▽
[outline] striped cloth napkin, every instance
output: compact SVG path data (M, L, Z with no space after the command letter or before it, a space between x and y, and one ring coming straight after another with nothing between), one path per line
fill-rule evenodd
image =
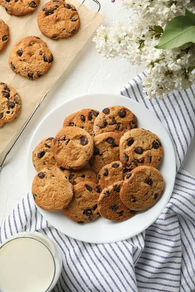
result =
M54 292L195 291L195 178L180 168L195 130L195 86L151 101L142 95L144 76L131 80L121 94L156 115L170 133L176 158L174 191L157 220L126 240L91 244L59 232L28 195L0 229L0 243L16 233L36 230L58 244L63 270Z

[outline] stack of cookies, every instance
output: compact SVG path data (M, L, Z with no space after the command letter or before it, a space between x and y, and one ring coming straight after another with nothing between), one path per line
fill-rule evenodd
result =
M155 134L137 126L136 116L120 106L67 116L56 137L42 140L33 152L36 204L62 210L79 223L99 215L124 220L151 207L163 189L156 168L163 149Z

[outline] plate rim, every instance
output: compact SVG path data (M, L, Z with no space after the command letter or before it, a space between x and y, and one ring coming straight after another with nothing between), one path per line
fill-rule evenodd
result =
M29 182L30 180L29 179L29 175L28 175L28 159L29 157L29 155L30 155L30 156L31 156L31 155L32 155L32 153L30 153L31 152L30 151L30 146L31 145L31 144L32 143L32 141L33 140L33 138L34 138L34 136L36 135L37 131L39 130L39 127L40 127L41 125L43 123L44 123L45 120L47 119L47 117L48 116L49 116L52 112L58 110L58 109L60 107L61 107L62 105L64 105L66 104L66 103L68 103L68 102L69 102L71 101L71 102L73 102L73 101L74 102L74 101L77 100L77 99L81 99L83 97L87 97L87 96L93 96L94 97L94 98L96 98L96 97L95 97L95 95L96 95L96 97L97 97L97 96L105 96L105 95L106 95L107 96L110 96L110 97L111 97L111 96L115 97L115 96L116 97L117 97L117 98L122 97L123 98L124 98L125 99L126 99L127 101L129 101L130 100L131 102L133 102L135 104L136 104L136 105L137 105L137 104L138 104L139 106L141 107L143 109L144 109L144 110L149 110L150 111L150 114L151 114L152 115L153 115L155 117L155 118L156 119L156 120L158 121L158 123L160 123L161 126L164 128L164 130L166 131L168 136L169 136L169 138L170 141L171 141L171 144L172 145L172 151L174 154L174 155L173 155L173 158L174 160L174 164L176 165L175 170L174 172L174 175L175 175L175 176L176 176L176 154L175 154L175 150L174 150L174 147L173 141L170 136L169 132L167 131L167 129L164 127L164 125L161 122L161 121L158 120L158 119L156 117L156 115L155 115L154 113L153 113L152 111L150 111L148 109L147 109L146 108L144 107L143 105L140 104L139 103L137 103L137 102L135 100L134 100L133 99L132 99L131 98L130 98L129 97L125 96L125 95L122 95L122 94L112 93L107 93L107 92L99 92L99 92L92 92L91 93L86 93L86 94L81 94L80 95L78 95L78 96L75 96L74 97L69 98L67 100L66 100L66 101L63 102L62 103L60 103L60 104L58 105L58 106L57 106L56 107L54 108L54 109L53 109L49 111L49 112L48 112L47 113L47 114L46 114L44 116L43 118L40 121L40 122L39 123L39 125L37 126L35 129L34 130L33 133L31 136L31 138L30 140L28 145L28 148L27 148L27 151L26 152L26 160L25 160L26 177L27 181L27 188L28 188L27 189L28 189L28 192L31 197L31 199L32 198L32 195L31 188L30 187L30 189L29 189L30 186L29 186ZM90 107L89 107L89 108L90 108ZM115 242L118 242L121 241L126 240L129 238L131 238L132 237L135 236L136 235L137 235L137 234L139 234L141 232L143 232L144 231L145 231L146 229L147 229L154 222L155 222L155 221L157 219L157 218L158 218L158 217L159 217L160 214L163 212L163 210L164 209L165 207L166 207L166 206L167 205L168 202L169 202L169 201L170 200L170 199L171 198L171 195L172 195L172 193L173 192L173 190L174 189L174 184L175 184L175 180L173 180L172 183L171 183L171 185L170 186L170 189L171 189L172 191L171 191L171 192L170 191L170 196L169 197L168 200L167 199L167 201L165 201L164 203L164 204L163 205L162 205L162 206L160 208L160 211L159 211L157 213L156 213L156 215L155 216L154 216L154 218L155 218L155 219L154 219L154 218L153 218L152 220L149 220L148 224L147 224L147 227L144 228L141 231L139 231L139 232L138 232L138 233L135 231L134 232L134 233L133 234L133 235L131 235L130 237L129 236L127 237L126 236L124 236L122 237L120 237L119 239L118 239L118 240L117 239L117 241L116 240L115 240L115 241L110 240L109 241L108 241L108 240L106 240L106 241L103 241L102 240L100 240L98 241L98 240L93 241L92 240L90 241L84 241L84 240L83 240L82 237L80 237L80 238L79 238L79 234L78 234L78 237L77 237L77 238L74 238L74 239L76 239L77 240L79 240L79 241L84 241L84 242L89 242L90 243L93 243L93 244L94 244L94 244L112 243L115 243ZM42 209L40 208L39 208L37 204L36 204L36 205L37 206L37 208L38 208L39 211L40 212L40 214L42 215L42 213L41 213ZM45 211L45 210L43 210L43 211ZM49 222L50 222L50 220L48 220L47 216L45 216L45 214L44 215L42 215L42 216L44 216L44 218L46 219L46 220L47 220L47 221L48 221ZM71 236L71 235L69 235L69 232L68 232L68 233L66 232L66 234L65 234L62 230L60 230L61 229L60 228L59 229L58 226L56 226L56 225L54 226L53 224L51 224L51 225L55 228L56 228L60 232L62 232L62 233L63 233L63 234L65 234L69 237L74 238L74 237L73 237ZM55 225L55 224L54 224L54 225Z

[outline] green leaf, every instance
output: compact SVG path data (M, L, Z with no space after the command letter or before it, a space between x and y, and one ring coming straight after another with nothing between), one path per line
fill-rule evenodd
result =
M170 50L195 42L195 15L186 9L185 16L177 16L167 24L156 49Z

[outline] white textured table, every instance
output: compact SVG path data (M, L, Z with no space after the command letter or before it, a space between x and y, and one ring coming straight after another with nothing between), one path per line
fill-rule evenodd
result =
M112 26L128 18L128 13L122 7L120 0L116 0L114 3L111 0L99 1L100 13L105 17L104 25ZM92 0L86 1L88 7L96 9L97 6L92 2ZM0 226L28 192L25 173L26 150L32 134L43 117L64 101L80 94L119 93L127 82L144 70L144 67L131 66L125 60L104 59L97 53L92 41L92 37L50 91L0 172ZM195 146L194 139L183 164L184 168L193 174L195 174Z

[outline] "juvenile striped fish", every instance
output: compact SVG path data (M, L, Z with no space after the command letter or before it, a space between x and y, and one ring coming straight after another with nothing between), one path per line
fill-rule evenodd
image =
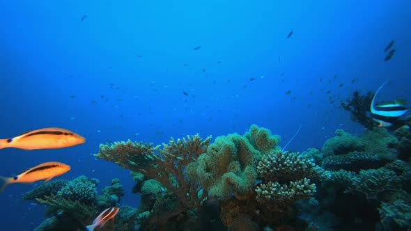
△
Instructions to follow: Return each line from the entries above that contains the word "instance".

The reply:
[outline] striped cloth napkin, every instance
[outline] stack of cookies, every instance
[outline] plate rim, every instance
[outline] green leaf, every instance
[outline] white textured table, every instance
[outline] "juvenile striped fish", every instance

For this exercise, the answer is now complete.